[[ Reading passage open ]]
How can we ensure fatigue is taken more seriously – how do we get senior management to ‘invest’ in tackling this?
(MdG): “It is costing your business dearly, but you don’t know it. You should be able to prove absenteeism, tasks completed without having to be redone, improved alertness, fewer accidents and incidents. Even if you just look at the times of day where our circadian rhythm ebbs (02:00 to 07:00 and 14:00 to 16:00) then you can pin improvements on your fatigue management initiatives versus all the work you are doing to improve key metrics.”
Are fleets open to using AI technology now to monitor driver fatigue, mobile phone use, distraction, driving to close to vehicles in front, lane departure?
(MdG): “No, certainly in my experience of fatigue and technology there is significant opposition as technology is regarded as intrusive.
At what point does it become the employee’s responsibility to manage their own wellbeing and get enough sleep?
(MdG): “Employees have a duty of care to report to work well-rested. However, there may be a number of reasons why they don’t. They still need to work and to earn a living. If you can address your culture and the individual is not punished – financially or through a disciplinary you are likely to see long term improvements.
“Assisting the individual, including managers and occupational health and getting to the bottom of problems for those reporting fatigue more commonly would yield long term savings. You will also hopefully see a significant improvement in retention, which is key when good employees and drivers are not always easy to come by.”
Training is the easiest but certainly not the cheapest and best mitigation. What would be a better option to improve behaviour given that technology is improving?
(MdG): “You need to start by understanding the extent, impact and causes of the problem (in relation to fatigue). Training can be more targeted and can be done in an inexpensive format.”
How do organisations manage fatigue after training? how do they know who is fatigued?
(MdG): “It’s always good to monitor key metrics before and after training to see if there have been improvements. There are other initiatives you can undertake, which also keep fatigue at the forefront of the mind. Induction and refresher training is also very valuable.”
[[ Reading passage closed ]]
▶ [Exercise brief] Carry the interview on managing worker fatigue forward, starting after its last answer.
[[ Supplied material open ]]
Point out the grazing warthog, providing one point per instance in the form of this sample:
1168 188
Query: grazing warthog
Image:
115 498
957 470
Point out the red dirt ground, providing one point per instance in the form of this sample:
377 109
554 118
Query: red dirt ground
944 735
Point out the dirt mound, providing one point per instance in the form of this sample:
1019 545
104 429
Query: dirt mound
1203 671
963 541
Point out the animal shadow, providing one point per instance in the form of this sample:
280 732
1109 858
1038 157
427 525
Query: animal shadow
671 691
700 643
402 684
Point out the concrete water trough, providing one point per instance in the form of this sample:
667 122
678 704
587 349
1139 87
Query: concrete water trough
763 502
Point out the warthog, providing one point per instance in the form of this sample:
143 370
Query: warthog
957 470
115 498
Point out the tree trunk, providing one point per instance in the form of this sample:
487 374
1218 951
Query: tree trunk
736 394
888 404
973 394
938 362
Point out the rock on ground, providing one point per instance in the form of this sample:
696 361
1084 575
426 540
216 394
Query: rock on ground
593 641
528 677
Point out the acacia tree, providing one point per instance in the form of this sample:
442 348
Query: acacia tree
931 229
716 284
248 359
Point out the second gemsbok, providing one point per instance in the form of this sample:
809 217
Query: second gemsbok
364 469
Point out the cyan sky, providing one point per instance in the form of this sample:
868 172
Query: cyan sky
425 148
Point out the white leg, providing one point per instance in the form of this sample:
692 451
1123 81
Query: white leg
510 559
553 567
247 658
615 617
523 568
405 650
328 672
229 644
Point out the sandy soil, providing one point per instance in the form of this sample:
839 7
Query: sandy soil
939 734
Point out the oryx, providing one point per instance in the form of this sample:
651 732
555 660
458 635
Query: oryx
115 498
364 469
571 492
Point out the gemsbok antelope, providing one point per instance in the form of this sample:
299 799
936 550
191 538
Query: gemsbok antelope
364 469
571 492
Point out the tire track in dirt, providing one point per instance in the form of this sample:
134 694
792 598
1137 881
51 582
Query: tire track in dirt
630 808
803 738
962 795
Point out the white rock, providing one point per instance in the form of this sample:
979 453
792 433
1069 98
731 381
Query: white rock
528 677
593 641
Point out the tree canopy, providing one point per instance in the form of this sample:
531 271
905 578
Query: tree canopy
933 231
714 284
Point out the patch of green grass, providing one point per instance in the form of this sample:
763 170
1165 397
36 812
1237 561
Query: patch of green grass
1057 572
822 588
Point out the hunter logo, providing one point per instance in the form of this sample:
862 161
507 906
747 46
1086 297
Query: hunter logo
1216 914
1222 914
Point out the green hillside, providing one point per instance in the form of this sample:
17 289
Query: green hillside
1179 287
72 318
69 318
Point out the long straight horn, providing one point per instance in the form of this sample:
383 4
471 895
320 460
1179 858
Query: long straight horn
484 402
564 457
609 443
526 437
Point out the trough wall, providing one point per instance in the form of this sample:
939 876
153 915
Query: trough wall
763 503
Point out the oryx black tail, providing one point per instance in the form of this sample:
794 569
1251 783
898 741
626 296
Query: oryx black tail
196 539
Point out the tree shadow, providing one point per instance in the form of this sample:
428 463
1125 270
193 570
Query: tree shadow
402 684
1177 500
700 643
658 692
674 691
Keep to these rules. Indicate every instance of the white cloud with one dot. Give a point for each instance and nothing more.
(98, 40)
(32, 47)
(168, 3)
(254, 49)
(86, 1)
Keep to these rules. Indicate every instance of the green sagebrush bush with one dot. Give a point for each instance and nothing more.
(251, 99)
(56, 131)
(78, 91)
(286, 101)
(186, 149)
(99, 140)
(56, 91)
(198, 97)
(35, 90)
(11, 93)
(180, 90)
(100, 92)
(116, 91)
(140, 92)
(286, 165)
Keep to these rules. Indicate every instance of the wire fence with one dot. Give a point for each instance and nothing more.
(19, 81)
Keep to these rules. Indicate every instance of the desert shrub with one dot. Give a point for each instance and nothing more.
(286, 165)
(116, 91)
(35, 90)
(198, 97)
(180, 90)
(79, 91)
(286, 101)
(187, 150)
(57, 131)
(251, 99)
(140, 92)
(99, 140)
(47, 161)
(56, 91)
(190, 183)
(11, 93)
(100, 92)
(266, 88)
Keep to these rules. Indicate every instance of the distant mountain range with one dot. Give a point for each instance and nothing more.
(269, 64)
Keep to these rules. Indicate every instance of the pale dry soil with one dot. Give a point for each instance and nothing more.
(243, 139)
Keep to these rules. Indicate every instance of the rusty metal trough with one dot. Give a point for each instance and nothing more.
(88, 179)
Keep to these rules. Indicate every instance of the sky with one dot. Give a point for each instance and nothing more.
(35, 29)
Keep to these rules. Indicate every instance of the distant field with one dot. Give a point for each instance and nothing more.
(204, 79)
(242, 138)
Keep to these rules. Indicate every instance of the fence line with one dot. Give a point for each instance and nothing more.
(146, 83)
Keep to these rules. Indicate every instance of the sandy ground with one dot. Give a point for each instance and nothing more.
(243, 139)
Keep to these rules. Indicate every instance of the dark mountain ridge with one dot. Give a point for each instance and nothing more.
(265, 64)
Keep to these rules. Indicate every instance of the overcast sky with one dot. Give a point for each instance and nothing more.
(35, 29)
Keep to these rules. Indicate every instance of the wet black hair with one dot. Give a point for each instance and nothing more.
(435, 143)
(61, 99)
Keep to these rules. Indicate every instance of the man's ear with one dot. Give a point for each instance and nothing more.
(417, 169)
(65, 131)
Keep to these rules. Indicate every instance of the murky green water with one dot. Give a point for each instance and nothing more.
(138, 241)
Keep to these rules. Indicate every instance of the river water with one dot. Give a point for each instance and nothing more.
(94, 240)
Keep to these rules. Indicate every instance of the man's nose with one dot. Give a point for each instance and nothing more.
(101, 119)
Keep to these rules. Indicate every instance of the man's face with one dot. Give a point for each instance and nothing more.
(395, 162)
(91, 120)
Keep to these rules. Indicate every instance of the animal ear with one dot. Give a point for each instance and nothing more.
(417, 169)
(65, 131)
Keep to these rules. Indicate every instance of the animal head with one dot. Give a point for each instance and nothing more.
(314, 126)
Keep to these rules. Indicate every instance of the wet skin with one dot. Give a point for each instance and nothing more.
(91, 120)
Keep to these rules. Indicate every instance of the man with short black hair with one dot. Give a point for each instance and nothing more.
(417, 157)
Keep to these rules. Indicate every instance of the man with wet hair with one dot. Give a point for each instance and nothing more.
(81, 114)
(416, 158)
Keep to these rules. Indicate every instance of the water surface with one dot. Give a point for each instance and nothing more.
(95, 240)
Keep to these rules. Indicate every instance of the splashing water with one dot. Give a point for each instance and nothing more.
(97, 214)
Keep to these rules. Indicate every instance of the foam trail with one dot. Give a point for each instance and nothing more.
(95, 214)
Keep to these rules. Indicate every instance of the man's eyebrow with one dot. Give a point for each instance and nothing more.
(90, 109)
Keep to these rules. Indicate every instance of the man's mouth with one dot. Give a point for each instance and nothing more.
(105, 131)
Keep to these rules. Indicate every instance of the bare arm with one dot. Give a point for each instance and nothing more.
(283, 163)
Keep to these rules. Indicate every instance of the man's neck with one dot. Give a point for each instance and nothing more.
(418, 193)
[[ Supplied material closed ]]
▶ [Answer box]
How do you deal with fatigue based on current economic conditions?
(MdG): “As I’ve mentioned already having a fair culture will help you to find out these issues. If you don’t know about them you cannot help mitigate them. You could go down the route of pre-work sign-on, including subjective questions and objective alertness tests. It is something I am designing for a pilot project at the moment. If you know an employee is going to reach a high or extreme level of fatigue during their shift you can run interventions before then to help reduce the fatigue risk.”
Do you think that more training can be done for parcel delivery businesses?
(MdG): “I would think so. I did a piece with the FTA Van Excellence last year based on these delivery drivers as ‘corporate athletes’. They are likely to be getting enough exercise to help them sleep well. We just need to help them understand just how important sleep is to all aspects of their health (mental and physical) and driver safety. They should understand that it needs to be prioritised.
“Other factors in some van drivers, such as poor nutrition, caffeine use, alcohol as a sleep aid and poor hydration can also feed through to the ability to obtain sufficient good quality sleep.”
Do mixed shift patterns have an impact on driver fatigue?
(MdG): “Any type of shift working impact on fatigue. We found that from the research we did for our recent whitepaper. We are not designed to work shifts and we know that shift work leads to insufficient and poor-quality sleep. It is something to be very aware of. I am happy to discuss in more detail.”